# Post Divorce Social life and friendships



## aston (Oct 24, 2011)

A female friend of mine actually lost almost half her circle of married friends after her divorce.
There was an earlier post about stigma attached to divorcees that I belive may have an element of truth to it.
In my friends case she simply stopped getting invited to many of her married friends functions and "family" events. Turns out a few of them were "wary" of their new divorced friend and what impact her new found freedom might have. One outright gossip was the threat some felt to their marriages...my response was simple...if a woman wants to bang your husband and if he's up for making it happen it WILL happen and you won't know about it. 
There mere fact that they brought up the subject has now planted the seeds of iniquity in the minds of their husbands etc.


----------



## Jellybeans (Mar 8, 2011)

I just posted to your comment in that other thread.

Sounds like your female friend has sh!tty friends if they ditched her because she got divorced.

I can honestly say I am truly blessed in that respect--my friends were so there for me during my big D and it made me appreciate and love them even more. 

True friends don't ditch you cause you get a divorce/have a break up/are down and out/are going through a tough time/illness, etc.


----------



## Jellybeans (Mar 8, 2011)

Oh but I will say that yes, some marrieds, especially women, do not like to be around single women. It may be a territorial thing but I find this to be more true with women who are NOT close friends vs. the ones who are close friends already. Make sense?


----------



## aston (Oct 24, 2011)

Jellybeans said:


> Oh but I will say that yes, some marrieds, especially women, do not like to be around single women. It may be a territorial thing but I find this to be more true with women who are NOT close friends vs. the ones who are close friends already. Make sense?


Yes it makes alot of sense. Tru friends you can count on one hand but when it comes to divorce your friends circle increases temporarily. This is usually because you being divorced almost makes you the defacto shrink for the friends that are having marital issues but not talking to anyone. Suddenly they open up to you. In my case many people I had no idea were having marriage issues suddenly started talking to me since I'm the friend that just wenth through with a decision they were too chicken to make.
However that circle shrunk overtime......those who either went back to their spouses or "figured things out", ot those who "Decided to stay for the kids" or other reasons.


----------



## EnjoliWoman (Jul 2, 2012)

I have a very small circle of friends. My ex isolated me from most of them and then I sort of just because friends of the wives of his friends. But we never socialized outside of couples. So aside from 1 good friend who saw what the ex was all about, most of my friends are 'new'. Two best friends and a couple that are good friends.

SHORT PROBLEM: Transcribe the passage of the thread on post-divorce friendships from "However that circle" to "or other reasons.". The entries are drawn from a separate source.

ROWS:
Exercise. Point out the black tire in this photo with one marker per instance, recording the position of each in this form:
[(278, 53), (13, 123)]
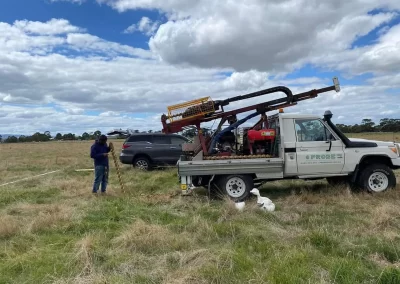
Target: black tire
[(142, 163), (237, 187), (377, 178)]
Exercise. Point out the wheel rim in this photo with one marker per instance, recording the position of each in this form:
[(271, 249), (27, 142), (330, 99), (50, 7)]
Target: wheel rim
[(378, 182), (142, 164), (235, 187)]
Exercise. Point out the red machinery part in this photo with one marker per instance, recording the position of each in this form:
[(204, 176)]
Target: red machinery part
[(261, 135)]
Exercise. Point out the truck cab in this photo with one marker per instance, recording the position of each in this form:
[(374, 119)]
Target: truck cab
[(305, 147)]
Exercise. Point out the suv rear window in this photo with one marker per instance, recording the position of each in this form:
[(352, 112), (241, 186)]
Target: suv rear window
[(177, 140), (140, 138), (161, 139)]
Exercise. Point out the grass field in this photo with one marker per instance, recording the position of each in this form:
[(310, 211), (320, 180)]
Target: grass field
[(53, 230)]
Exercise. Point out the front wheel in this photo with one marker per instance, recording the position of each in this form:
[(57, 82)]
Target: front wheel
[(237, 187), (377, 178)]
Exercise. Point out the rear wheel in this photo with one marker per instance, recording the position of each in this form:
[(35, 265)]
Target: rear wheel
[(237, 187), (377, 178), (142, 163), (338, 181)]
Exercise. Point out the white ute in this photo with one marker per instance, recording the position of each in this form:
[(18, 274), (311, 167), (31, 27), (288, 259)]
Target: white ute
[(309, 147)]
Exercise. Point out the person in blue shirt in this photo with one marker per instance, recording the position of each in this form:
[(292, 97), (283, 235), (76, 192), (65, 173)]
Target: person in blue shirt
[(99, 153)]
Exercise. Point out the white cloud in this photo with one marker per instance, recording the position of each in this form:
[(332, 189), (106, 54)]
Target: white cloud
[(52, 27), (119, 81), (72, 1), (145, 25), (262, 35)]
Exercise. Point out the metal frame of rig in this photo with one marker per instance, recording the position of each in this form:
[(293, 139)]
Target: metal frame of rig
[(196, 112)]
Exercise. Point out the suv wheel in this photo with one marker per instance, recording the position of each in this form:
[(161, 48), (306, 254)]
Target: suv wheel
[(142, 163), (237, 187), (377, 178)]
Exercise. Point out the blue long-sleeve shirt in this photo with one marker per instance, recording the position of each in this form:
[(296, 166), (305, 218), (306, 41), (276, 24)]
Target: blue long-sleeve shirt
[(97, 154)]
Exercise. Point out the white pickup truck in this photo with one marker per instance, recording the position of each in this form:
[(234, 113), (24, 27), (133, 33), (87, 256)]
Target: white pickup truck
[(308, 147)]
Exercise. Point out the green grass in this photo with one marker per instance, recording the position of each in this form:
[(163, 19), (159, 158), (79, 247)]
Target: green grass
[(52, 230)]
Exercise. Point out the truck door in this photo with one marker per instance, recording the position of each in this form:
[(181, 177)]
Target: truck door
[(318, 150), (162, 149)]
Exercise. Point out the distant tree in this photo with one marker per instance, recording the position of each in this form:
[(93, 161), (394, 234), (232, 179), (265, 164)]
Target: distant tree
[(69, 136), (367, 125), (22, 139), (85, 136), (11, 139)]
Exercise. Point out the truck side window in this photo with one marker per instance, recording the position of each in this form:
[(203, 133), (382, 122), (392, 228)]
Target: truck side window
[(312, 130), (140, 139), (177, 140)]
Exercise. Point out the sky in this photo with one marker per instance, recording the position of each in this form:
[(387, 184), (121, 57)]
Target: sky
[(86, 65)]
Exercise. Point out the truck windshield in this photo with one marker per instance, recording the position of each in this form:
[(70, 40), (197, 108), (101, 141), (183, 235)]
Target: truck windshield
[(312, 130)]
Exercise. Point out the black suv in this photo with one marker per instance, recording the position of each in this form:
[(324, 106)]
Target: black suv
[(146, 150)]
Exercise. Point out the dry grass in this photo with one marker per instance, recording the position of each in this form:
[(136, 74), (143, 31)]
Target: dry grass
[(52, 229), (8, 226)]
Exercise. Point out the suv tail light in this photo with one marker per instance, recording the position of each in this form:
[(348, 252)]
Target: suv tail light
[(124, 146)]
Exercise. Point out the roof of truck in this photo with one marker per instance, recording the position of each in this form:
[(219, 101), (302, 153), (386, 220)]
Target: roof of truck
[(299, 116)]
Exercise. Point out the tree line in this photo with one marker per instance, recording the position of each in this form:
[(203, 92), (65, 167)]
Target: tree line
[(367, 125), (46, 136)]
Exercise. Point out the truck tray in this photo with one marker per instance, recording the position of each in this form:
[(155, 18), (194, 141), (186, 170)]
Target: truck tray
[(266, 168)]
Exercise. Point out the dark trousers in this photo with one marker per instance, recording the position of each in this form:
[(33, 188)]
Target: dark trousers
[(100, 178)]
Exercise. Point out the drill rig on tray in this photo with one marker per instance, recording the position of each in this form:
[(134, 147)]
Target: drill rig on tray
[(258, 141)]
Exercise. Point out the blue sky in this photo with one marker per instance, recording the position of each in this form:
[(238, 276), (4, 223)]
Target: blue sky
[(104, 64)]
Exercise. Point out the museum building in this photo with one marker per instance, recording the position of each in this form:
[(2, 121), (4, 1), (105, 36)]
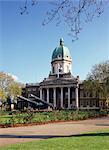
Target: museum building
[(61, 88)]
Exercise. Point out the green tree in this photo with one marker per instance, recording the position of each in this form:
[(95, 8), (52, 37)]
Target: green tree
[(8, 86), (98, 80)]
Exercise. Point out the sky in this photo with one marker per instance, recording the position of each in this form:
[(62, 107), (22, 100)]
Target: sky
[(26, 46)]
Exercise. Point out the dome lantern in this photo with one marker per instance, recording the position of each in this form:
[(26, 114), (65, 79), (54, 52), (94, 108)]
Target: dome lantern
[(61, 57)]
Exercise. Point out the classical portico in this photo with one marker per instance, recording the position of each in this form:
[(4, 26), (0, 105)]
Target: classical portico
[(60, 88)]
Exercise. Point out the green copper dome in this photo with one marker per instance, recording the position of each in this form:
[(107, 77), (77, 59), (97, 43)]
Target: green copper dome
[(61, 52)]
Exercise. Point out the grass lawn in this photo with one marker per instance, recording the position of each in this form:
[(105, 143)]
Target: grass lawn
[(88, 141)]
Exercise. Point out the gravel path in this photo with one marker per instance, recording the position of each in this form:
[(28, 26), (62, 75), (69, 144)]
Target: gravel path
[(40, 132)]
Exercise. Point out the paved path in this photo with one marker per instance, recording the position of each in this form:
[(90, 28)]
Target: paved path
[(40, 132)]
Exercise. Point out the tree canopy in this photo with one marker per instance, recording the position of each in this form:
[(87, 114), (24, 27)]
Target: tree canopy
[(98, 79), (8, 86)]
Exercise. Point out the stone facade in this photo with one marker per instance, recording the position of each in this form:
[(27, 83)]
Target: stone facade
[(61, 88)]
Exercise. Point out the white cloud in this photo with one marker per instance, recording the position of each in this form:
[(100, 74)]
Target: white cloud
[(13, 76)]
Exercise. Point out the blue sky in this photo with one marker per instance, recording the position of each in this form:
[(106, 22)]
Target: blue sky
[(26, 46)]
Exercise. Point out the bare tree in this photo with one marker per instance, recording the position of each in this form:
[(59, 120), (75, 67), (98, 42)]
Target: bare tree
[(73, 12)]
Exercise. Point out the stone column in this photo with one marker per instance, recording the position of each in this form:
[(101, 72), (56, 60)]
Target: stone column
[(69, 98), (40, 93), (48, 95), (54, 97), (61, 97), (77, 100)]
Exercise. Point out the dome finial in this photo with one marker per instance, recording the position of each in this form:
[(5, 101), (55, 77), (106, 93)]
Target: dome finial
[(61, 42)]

RESULT OF THE EXERCISE:
However that circle shrunk overtime......those who either went back to their spouses or "figured things out", ot those who "Decided to stay for the kids" or other reasons.